• **Input for this task**:

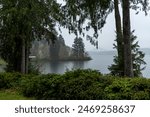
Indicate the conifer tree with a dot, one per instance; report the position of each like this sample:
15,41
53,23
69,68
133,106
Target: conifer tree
137,60
78,48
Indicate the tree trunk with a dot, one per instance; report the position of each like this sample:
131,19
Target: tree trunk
119,37
23,57
128,65
26,58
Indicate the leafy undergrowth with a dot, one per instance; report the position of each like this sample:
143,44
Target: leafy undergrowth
9,94
73,85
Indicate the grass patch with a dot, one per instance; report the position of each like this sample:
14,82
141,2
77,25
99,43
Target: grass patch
10,94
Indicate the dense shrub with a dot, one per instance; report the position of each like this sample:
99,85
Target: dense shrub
38,86
78,84
128,88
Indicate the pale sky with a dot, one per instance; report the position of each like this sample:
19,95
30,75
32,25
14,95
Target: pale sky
140,23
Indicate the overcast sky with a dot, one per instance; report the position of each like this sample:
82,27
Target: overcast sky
140,23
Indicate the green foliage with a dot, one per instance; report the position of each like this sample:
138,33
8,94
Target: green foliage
22,22
137,59
9,94
131,89
9,80
76,85
78,48
38,86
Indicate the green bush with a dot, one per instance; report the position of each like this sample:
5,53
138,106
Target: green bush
128,88
9,80
38,86
77,85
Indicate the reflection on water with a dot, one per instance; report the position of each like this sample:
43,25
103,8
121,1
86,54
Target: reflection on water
60,66
99,62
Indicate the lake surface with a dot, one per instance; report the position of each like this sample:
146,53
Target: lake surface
100,61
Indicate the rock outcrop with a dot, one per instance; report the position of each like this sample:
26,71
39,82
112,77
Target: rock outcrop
51,51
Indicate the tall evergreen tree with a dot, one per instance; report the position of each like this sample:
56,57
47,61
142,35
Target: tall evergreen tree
21,22
137,59
78,48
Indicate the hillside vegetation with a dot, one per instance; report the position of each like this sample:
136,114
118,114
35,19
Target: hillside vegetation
74,85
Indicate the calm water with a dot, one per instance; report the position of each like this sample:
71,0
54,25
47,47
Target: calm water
101,61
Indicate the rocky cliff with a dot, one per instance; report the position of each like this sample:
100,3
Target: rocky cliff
52,51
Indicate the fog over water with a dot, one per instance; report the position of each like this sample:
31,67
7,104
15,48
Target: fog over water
100,61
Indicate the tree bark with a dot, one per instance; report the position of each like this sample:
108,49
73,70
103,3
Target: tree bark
23,57
119,37
26,58
128,65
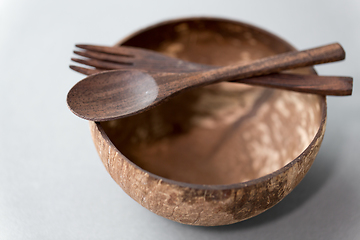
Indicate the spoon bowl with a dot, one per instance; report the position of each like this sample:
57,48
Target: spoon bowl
112,94
218,154
121,93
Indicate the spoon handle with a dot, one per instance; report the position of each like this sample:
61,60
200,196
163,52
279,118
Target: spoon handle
323,85
289,60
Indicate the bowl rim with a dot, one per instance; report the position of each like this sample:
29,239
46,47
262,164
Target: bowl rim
251,182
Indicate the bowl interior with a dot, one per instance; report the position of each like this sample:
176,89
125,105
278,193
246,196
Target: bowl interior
224,133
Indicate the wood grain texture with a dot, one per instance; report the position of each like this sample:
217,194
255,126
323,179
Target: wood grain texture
127,58
213,112
120,93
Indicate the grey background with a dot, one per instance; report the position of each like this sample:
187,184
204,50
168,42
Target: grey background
52,183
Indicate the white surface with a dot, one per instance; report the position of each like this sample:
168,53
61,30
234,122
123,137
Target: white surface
52,183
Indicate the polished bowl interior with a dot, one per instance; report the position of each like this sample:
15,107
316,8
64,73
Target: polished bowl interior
218,154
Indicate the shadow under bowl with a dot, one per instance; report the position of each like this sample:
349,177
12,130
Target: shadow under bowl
219,154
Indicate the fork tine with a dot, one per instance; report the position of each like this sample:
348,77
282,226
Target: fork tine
99,63
86,71
128,51
104,56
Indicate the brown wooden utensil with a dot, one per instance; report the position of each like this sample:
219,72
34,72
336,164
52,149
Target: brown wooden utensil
119,93
123,57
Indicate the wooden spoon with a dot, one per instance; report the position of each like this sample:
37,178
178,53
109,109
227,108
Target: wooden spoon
120,93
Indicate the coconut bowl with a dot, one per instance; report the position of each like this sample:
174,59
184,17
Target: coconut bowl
219,154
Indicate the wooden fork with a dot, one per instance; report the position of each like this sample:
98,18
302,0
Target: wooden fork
110,58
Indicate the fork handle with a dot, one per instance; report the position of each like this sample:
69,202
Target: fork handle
289,60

• **Problem to work on**:
Every entry above, pictures excluded, needs to be duplicated exactly.

• **Exercise solution**:
Indicate the conifer tree with a dot, one per instance; report the position of each like this sample:
15,41
53,23
69,68
133,106
Target: conifer tree
137,60
78,48
Indicate the tree trunk with a dot, one per instance; report the position of each like this sample:
131,19
Target: tree trunk
119,37
23,57
128,65
26,58
Indicate the leafy undergrowth with a dot, one per instance; report the position of each like this sample:
143,44
Target: leafy undergrowth
9,94
73,85
Indicate the grass patch with a dot, one per instance; report the position of each like this sample:
14,82
141,2
77,25
99,43
Target: grass patch
10,94
Indicate the dense shrub with a dot, one per instance; report the position of each like this sample:
99,85
Target: dense shrub
38,86
78,84
128,88
Indicate the pale sky with a dot, one per instance; report the position of each like this sample:
19,95
30,75
32,25
14,95
Target: pale sky
140,23
Indicate the overcast sky with a dot, one per instance; report the position of each like this sample:
82,27
Target: overcast sky
140,23
Indicate the green foliage with a dot, one per instance; report the position of each like this sample:
138,33
8,94
Target: green foliage
22,22
137,59
9,94
131,89
9,80
76,85
78,48
38,86
Indicate the green bush with a dot, one per instance; report the position of each like this sample:
5,53
138,106
Target: green bush
128,88
9,80
38,86
77,85
Indicate the reflection on water with a dot, one per instance; report the position of each like this sample:
43,25
103,8
121,1
86,54
Target: reflection on water
60,66
99,62
Indicate the lake surface with a dot, one per instance; report the position of each like this sample:
146,53
Target: lake surface
100,61
Indicate the rock outcrop with a dot, one per instance; report the position of each like this sample:
26,71
39,82
112,77
Target: rock outcrop
51,51
Indicate the tall evergreen tree with a dot, one per instance; report the position of each like this sample:
56,57
47,61
142,35
Target: tall evergreen tree
21,22
137,59
78,48
Indicate the hillside vegetation with a dot, one per instance; report the position of each like this sample:
136,114
118,114
35,19
Target: hillside vegetation
74,85
Indicate the calm water with a dot, one per instance; report the position of each like this sample:
71,0
54,25
47,47
Target: calm water
101,61
Indicate the rocky cliff with a dot, one per instance; report the position of each like this sample:
100,3
Target: rocky cliff
52,51
Indicate the fog over water with a dot, one per instance; report the position of each like this sample:
31,67
7,104
15,48
Target: fog over water
100,61
Indicate the tree bark with a dot, one per instance; report the position of each like this sample:
108,49
73,70
103,3
Target: tree bark
23,57
119,37
26,58
128,65
Indicate the spoon bowl with a dot, one per instance; report the position of each like this sample:
57,48
Target: spoon bowl
112,94
218,154
121,93
Indicate the spoon handle with a dot, one per instance; report the position of each like this sample:
61,60
200,196
163,52
279,118
Target: spoon handle
323,85
289,60
Indicate the bowl rim with a dot, one per instance; report the position of each like this sample:
29,239
46,47
262,164
Target: bowl rim
251,182
Indicate the bowl interior with a dot, one per instance; report the position of each like this sample:
176,89
125,105
278,193
246,196
Target: bowl interior
224,133
Indicate the wood grain texture with a dot, one per instance; report the position of each like this sample:
217,194
255,126
323,179
Target: wood grain texture
127,58
213,112
120,93
Indicate the grey background with a dot, one per instance; report the position of each like this sample:
187,184
204,50
168,42
Target: grey background
52,183
Indicate the white surface with a dot, one per instance; report the position of each like this sample:
168,53
61,30
234,122
123,137
Target: white surface
52,183
Indicate the polished bowl interior with a dot, one per instance; report the position of each like this sample:
15,107
316,8
64,73
Target: polished bowl interior
218,154
Indicate the shadow under bowl with a dot, one per instance; report the position of each like this sample:
349,177
12,130
Target: shadow under bowl
219,154
Indicate the fork tine with a dot, one per instance; report the position of each like this sample:
348,77
282,226
Target: fork tine
99,63
86,71
128,51
104,56
Indicate the brown wooden utensil with a dot, one per instance; report the position of each like this sample:
219,72
34,72
336,164
52,149
Target: brown wooden utensil
119,93
123,57
Indicate the wooden spoon with a dot, one per instance; report the position of each like this sample:
37,178
178,53
109,109
227,108
Target: wooden spoon
120,93
Indicate the coconut bowl with a dot, one per instance; report the position of each like this sample:
174,59
184,17
Target: coconut bowl
219,154
Indicate the wooden fork with a dot, one per instance; report the position of each like this sample:
98,18
302,0
Target: wooden fork
110,58
Indicate the fork handle with a dot, one per instance; report the position of each like this sample:
69,202
Target: fork handle
289,60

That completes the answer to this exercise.